Task force officials define a strike as one or more kinetic events that occur in roughly the same geographic location to produce a single, sometimes cumulative, effect. Therefore, officials explained, a single aircraft delivering a single weapon against a lone ISIL vehicle is one strike, but so is multiple aircraft delivering dozens of weapons against buildings, vehicles and weapon systems in a compound, for example, having the cumulative effect of making those targets harder or impossible for ISIL to use. Accordingly, officials said, they do not report the number or type of aircraft employed in a strike, the number of munitions dropped in each strike, or the number of individual munition impact points against a target. Ground-based artillery fired in counterfire or in fire support to maneuver roles is not classified as a strike.

# [Check your understanding]
1) Answer these questions from the passage on how strikes are counted:
(a) How do task force officials define a strike?
(b) What do officials say they do not report?
(c) What ground-based fire is not classified as a strike?
2) Decide whether each statement agrees with the passage on how strikes are counted, and quote the words that settle it:
(a) A single aircraft delivering a single weapon against a lone ISIL vehicle counts as one strike.
(b) Officials report the number of munitions dropped in each strike.
(c) Ground-based artillery fired in counterfire is classified as a strike.
3) Repeat the passage on how strikes are counted word for word, from "Task force officials" up to and including "as a strike.".
The records that come next are taken from a separate source.

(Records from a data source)
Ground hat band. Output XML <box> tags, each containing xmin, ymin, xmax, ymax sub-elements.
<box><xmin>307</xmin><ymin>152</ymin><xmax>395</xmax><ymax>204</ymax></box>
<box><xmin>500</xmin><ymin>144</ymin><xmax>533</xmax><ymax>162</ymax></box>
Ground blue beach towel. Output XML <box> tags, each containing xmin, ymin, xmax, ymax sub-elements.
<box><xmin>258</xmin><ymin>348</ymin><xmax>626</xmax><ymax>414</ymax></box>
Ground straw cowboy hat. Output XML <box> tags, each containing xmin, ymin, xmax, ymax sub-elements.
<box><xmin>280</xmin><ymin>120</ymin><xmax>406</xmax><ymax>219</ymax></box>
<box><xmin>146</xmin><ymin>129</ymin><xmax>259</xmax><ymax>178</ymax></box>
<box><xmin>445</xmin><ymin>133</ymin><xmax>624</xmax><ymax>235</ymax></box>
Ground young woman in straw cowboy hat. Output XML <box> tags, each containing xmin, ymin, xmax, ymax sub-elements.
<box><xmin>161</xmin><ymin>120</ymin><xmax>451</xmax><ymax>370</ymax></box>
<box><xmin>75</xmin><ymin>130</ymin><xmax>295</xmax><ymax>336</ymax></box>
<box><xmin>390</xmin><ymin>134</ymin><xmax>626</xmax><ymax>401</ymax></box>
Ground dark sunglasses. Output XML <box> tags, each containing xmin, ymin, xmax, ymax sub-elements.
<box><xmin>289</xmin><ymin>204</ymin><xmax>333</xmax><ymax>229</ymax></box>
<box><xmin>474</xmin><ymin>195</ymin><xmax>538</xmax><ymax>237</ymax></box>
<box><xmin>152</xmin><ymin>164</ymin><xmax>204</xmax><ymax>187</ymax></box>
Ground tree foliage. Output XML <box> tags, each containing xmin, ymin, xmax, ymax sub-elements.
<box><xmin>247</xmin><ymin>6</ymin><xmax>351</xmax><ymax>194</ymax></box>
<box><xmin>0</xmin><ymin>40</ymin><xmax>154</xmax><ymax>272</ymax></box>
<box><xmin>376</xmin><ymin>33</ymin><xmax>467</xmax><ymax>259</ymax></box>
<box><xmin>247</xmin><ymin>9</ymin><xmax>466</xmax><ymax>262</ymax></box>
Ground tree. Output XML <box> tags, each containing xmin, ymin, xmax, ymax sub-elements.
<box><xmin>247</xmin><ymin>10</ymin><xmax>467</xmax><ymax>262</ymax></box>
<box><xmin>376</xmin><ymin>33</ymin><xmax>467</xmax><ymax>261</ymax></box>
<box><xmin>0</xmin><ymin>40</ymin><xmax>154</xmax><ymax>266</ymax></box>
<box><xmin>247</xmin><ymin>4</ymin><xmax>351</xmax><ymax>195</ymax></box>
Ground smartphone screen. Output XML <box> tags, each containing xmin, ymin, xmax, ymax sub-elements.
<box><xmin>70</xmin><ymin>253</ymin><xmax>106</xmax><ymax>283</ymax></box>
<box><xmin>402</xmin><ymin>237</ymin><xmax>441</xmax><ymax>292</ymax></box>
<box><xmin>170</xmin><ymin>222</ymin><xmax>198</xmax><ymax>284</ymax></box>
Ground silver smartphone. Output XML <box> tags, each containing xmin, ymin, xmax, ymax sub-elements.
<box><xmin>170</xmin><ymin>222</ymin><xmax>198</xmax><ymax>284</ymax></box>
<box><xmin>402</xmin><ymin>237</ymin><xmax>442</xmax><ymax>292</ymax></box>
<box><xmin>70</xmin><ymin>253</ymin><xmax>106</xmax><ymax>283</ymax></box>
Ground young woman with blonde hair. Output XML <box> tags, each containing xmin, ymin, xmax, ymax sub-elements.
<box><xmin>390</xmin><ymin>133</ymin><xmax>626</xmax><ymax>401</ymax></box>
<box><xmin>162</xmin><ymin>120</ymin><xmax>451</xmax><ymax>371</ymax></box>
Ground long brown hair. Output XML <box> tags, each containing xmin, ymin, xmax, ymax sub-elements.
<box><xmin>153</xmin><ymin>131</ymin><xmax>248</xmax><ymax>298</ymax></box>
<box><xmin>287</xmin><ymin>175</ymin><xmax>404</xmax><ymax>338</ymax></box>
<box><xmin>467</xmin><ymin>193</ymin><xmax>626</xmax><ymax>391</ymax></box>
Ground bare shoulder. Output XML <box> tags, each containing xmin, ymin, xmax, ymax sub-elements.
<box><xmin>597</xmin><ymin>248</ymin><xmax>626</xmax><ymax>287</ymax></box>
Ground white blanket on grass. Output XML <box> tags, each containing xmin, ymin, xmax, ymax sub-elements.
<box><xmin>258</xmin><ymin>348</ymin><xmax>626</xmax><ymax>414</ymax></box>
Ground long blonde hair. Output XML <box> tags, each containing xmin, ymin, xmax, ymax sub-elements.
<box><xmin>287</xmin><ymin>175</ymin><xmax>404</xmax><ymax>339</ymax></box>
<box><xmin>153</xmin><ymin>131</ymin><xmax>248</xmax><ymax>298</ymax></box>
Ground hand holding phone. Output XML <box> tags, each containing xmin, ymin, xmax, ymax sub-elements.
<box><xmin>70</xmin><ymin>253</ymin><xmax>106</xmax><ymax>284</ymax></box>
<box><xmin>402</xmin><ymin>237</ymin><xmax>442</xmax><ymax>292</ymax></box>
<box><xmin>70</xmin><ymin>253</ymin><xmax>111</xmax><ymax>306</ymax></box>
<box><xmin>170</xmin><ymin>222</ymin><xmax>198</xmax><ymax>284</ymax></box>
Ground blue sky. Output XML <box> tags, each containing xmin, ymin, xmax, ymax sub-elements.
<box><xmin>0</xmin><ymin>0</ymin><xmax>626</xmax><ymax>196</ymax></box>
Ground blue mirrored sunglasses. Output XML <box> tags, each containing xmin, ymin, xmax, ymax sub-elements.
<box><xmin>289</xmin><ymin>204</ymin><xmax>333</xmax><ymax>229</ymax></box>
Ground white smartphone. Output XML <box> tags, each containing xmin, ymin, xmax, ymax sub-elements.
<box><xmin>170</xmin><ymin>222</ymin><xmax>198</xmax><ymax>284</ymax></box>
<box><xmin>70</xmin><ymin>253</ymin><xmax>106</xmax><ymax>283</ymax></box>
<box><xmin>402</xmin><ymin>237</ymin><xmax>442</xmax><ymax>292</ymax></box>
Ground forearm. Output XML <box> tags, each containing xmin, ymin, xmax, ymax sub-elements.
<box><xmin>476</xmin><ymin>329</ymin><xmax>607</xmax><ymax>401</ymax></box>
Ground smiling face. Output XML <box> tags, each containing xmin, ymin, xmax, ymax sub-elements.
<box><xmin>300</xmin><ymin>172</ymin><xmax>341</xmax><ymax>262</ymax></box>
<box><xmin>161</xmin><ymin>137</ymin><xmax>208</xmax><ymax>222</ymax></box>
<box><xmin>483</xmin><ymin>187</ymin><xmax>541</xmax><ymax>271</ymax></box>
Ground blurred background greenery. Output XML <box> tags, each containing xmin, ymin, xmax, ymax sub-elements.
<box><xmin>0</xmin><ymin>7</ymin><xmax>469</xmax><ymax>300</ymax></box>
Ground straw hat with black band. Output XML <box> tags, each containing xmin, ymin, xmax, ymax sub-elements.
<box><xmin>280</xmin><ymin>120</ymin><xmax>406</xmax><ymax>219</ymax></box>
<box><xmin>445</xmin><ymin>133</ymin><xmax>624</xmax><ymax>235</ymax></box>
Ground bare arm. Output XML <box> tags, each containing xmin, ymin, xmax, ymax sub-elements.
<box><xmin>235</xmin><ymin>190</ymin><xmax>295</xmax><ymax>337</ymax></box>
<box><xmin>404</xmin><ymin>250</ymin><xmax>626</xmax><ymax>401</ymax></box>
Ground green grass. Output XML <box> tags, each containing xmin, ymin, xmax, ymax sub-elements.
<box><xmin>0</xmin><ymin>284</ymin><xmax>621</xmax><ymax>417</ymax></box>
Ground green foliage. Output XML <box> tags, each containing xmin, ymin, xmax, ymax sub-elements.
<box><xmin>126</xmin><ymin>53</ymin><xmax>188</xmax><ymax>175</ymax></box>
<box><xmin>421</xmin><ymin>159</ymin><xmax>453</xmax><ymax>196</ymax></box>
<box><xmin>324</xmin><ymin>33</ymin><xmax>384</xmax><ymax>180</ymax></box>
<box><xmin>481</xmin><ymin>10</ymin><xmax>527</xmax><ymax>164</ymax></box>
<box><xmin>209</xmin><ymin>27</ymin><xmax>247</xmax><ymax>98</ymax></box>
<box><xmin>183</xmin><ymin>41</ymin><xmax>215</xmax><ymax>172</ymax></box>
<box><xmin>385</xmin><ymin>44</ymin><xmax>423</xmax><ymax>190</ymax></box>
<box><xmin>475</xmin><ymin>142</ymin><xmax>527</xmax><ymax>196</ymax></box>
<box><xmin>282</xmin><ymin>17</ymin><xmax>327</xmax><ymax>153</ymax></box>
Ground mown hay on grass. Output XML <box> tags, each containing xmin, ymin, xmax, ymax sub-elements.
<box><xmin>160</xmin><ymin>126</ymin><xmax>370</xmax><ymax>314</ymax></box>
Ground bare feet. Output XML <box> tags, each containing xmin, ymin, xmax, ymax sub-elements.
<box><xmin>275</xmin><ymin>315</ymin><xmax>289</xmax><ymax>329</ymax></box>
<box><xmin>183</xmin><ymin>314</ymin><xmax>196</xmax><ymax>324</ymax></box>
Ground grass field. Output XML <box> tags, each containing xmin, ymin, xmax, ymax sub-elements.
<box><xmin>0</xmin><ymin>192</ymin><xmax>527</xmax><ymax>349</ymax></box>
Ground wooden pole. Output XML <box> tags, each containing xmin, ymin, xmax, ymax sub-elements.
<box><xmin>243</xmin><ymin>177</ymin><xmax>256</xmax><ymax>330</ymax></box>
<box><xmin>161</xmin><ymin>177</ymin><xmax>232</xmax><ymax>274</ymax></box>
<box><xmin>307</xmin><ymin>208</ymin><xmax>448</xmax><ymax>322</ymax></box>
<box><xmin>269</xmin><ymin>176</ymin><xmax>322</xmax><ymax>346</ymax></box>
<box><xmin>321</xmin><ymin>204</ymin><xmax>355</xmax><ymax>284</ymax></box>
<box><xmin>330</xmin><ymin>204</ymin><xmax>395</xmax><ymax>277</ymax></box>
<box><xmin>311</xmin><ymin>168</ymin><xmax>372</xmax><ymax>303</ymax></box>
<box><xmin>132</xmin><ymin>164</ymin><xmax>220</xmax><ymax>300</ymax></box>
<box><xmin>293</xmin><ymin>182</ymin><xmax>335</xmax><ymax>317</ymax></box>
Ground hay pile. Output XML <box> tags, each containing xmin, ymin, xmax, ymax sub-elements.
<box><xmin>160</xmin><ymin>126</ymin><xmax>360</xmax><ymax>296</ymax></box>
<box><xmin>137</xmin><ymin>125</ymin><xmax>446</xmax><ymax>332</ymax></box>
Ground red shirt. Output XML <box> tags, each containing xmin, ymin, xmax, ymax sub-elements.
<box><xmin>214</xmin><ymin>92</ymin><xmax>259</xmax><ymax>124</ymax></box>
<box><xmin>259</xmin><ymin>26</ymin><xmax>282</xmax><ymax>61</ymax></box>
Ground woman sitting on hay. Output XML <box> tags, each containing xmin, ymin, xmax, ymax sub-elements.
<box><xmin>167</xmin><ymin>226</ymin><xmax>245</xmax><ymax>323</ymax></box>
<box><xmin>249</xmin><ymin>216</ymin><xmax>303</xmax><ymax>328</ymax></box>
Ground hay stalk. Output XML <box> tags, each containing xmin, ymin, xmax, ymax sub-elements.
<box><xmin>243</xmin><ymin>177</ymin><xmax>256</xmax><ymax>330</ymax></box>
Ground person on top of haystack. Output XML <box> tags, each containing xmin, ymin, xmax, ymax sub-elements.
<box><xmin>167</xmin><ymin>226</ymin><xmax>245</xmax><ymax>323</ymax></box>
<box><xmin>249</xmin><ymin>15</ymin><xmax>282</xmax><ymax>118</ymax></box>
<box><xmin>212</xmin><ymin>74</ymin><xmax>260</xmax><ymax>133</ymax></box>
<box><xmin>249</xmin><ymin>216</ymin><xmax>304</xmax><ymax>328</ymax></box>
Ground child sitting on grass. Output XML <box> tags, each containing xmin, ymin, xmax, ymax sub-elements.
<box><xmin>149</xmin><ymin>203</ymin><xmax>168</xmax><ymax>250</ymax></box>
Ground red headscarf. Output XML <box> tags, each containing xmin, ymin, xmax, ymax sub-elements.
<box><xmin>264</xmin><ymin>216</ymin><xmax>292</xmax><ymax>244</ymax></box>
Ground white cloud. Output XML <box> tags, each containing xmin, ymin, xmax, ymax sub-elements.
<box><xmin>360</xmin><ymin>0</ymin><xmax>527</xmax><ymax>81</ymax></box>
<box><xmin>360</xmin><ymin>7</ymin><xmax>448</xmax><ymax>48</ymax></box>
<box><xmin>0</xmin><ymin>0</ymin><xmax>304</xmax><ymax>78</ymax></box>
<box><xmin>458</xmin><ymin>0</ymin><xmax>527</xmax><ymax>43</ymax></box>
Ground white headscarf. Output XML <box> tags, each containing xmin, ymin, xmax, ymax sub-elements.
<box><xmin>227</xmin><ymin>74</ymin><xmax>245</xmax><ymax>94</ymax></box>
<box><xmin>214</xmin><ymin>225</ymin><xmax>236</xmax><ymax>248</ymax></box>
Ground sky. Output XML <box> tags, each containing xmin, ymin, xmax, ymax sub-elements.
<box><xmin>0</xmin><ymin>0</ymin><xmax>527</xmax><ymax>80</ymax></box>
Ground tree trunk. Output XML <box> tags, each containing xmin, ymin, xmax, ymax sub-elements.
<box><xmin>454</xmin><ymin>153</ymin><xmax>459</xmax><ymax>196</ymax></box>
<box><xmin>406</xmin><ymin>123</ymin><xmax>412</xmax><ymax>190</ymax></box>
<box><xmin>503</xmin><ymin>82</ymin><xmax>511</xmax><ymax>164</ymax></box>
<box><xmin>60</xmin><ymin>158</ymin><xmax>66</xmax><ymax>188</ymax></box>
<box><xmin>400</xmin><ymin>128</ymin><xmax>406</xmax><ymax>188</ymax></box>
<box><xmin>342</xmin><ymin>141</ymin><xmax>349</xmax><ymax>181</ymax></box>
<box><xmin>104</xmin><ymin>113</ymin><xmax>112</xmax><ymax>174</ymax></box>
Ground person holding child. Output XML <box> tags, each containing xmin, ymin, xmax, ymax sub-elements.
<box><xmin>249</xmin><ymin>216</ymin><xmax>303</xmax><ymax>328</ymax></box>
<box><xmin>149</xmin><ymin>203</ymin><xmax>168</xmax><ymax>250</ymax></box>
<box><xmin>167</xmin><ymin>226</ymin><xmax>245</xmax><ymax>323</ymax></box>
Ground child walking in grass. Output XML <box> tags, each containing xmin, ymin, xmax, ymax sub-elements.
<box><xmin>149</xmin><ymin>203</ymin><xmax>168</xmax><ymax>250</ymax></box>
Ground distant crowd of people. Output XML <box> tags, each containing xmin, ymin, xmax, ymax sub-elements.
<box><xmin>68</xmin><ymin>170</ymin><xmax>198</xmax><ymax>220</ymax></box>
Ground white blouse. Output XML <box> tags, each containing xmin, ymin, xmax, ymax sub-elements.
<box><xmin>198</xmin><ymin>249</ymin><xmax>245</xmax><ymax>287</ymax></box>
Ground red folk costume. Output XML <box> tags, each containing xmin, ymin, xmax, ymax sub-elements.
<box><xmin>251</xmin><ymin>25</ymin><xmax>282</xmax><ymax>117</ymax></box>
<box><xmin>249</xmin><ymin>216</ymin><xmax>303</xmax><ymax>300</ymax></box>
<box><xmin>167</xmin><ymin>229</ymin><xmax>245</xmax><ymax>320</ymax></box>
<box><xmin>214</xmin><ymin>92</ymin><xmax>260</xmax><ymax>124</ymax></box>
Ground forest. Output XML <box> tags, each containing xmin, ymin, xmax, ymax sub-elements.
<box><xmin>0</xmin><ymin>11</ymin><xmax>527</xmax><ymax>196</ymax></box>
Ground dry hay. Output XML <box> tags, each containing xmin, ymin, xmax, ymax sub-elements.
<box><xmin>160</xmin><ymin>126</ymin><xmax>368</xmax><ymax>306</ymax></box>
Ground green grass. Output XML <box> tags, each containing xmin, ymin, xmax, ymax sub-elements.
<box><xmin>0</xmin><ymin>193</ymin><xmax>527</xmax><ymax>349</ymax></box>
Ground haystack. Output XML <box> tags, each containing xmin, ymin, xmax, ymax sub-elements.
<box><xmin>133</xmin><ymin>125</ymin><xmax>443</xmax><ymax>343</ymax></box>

# [Results of the tasks]
1)
(a) One or more kinetic events that occur in roughly the same geographic location to produce a single, sometimes cumulative, effect.
(b) The number or type of aircraft employed in a strike, the number of munitions dropped in each strike, or the number of individual munition impact points against a target.
(c) Ground-based artillery fired in counterfire or in fire support to maneuver roles.

2)
(a) Yes: "a single aircraft delivering a single weapon against a lone ISIL vehicle is one strike"
(b) No: "they do not report the number or type of aircraft employed in a strike, the number of munitions dropped in each strike"
(c) No: "Ground-based artillery fired in counterfire or in fire support to maneuver roles is not classified as a strike."

3)
Task force officials define a strike as one or more kinetic events that occur in roughly the same geographic location to produce a single, sometimes cumulative, effect. Therefore, officials explained, a single aircraft delivering a single weapon against a lone ISIL vehicle is one strike, but so is multiple aircraft delivering dozens of weapons against buildings, vehicles and weapon systems in a compound, for example, having the cumulative effect of making those targets harder or impossible for ISIL to use. Accordingly, officials said, they do not report the number or type of aircraft employed in a strike, the number of munitions dropped in each strike, or the number of individual munition impact points against a target. Ground-based artillery fired in counterfire or in fire support to maneuver roles is not classified as a strike.